*Given data*:
==*==

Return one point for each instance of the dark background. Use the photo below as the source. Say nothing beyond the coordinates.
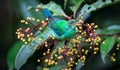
(9, 19)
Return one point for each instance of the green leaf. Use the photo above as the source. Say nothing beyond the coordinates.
(96, 6)
(106, 46)
(76, 4)
(56, 67)
(111, 29)
(59, 45)
(12, 54)
(54, 8)
(27, 9)
(27, 50)
(79, 66)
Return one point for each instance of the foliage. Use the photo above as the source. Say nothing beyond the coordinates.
(68, 42)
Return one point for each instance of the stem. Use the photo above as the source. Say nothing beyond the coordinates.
(109, 34)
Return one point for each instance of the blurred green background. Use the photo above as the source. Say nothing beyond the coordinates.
(9, 22)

==*==

*What is needed*:
Repeat the data exactly, excluding the pictures.

*Result*:
Return one point for each instance of the dark background. Use the photo below as the source. Say nothing beyond the coordinates.
(9, 19)
Return one point for each instance of the green leaf. Use the photo above as the source. Say nothing beyond the coordinates.
(96, 6)
(106, 46)
(76, 4)
(56, 67)
(111, 29)
(59, 45)
(12, 54)
(54, 8)
(27, 9)
(27, 50)
(79, 66)
Return one point for each instance of the foliage. Use the photo above as the source. Say nothing beyond the coordinates.
(68, 42)
Return one point for each instance of the stem. Use the photo above as the source. Say nothing beyond the coordinates.
(109, 34)
Return one point for each instance of the blurred green background. Use the photo above as the source. Say nothing beyond the coordinates.
(9, 22)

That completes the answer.